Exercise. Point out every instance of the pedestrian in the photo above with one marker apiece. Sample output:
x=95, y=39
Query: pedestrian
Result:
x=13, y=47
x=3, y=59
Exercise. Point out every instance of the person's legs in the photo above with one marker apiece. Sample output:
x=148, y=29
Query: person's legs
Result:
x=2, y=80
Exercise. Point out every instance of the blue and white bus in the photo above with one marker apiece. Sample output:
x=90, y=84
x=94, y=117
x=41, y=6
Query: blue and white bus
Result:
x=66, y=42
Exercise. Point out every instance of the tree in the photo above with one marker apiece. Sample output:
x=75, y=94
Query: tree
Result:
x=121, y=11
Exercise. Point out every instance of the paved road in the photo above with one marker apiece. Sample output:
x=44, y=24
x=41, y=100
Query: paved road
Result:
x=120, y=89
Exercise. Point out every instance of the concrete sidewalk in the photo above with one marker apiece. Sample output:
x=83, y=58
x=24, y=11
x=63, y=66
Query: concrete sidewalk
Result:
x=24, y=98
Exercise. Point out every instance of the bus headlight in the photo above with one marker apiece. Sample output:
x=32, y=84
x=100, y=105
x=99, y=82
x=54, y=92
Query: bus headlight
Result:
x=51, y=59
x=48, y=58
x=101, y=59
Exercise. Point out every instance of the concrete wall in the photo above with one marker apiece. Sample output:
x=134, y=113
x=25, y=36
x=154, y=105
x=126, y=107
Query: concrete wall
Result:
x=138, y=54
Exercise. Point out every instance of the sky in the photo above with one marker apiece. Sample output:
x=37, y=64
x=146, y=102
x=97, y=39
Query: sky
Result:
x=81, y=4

- _What to work on_
The answer must be the full data, repeated word for word.

- _Solution to this task_
Exercise. Point out every instance of the pedestrian in the photo above with one marker apiece. Sample output:
x=95, y=39
Query: pedestrian
Result:
x=13, y=47
x=3, y=59
Exercise. Point out every instance of the person's legs in the photo above with one marker apiece. Sample output:
x=148, y=29
Query: person's legs
Result:
x=2, y=80
Exercise. Point out every instance of the blue and white bus in the photo above with one marker apiece. Sample output:
x=90, y=84
x=94, y=117
x=41, y=6
Query: blue and white bus
Result:
x=66, y=42
Exercise. Point out every instance of the tree in the photo above with one marker apiece. Sample output:
x=75, y=94
Query: tree
Result:
x=121, y=11
Exercise. Point out every instance of the paved road in the photo above with one marker apiece. Sample output:
x=44, y=24
x=41, y=100
Query: paved road
Result:
x=120, y=89
Exercise. Point out every instance of the concrete sidewalk in the photo above with one marker apiece. Sample output:
x=83, y=58
x=24, y=11
x=63, y=66
Query: concrete sidewalk
Result:
x=24, y=98
Exercise. Point out every instance of the bus headlight in the photo above with one marker apiece. Sample output:
x=32, y=84
x=100, y=105
x=99, y=82
x=54, y=92
Query: bus headlight
Result:
x=51, y=59
x=48, y=58
x=101, y=59
Exercise. Point out every instance of the concrete wall in the photo above with one marker apiece. Sample output:
x=134, y=113
x=25, y=36
x=154, y=105
x=126, y=107
Query: concrete wall
Result:
x=138, y=54
Exercise. Point out every instance of the sky in the photo above with one marker apiece. Sample output:
x=37, y=64
x=146, y=102
x=97, y=39
Query: sky
Result:
x=81, y=4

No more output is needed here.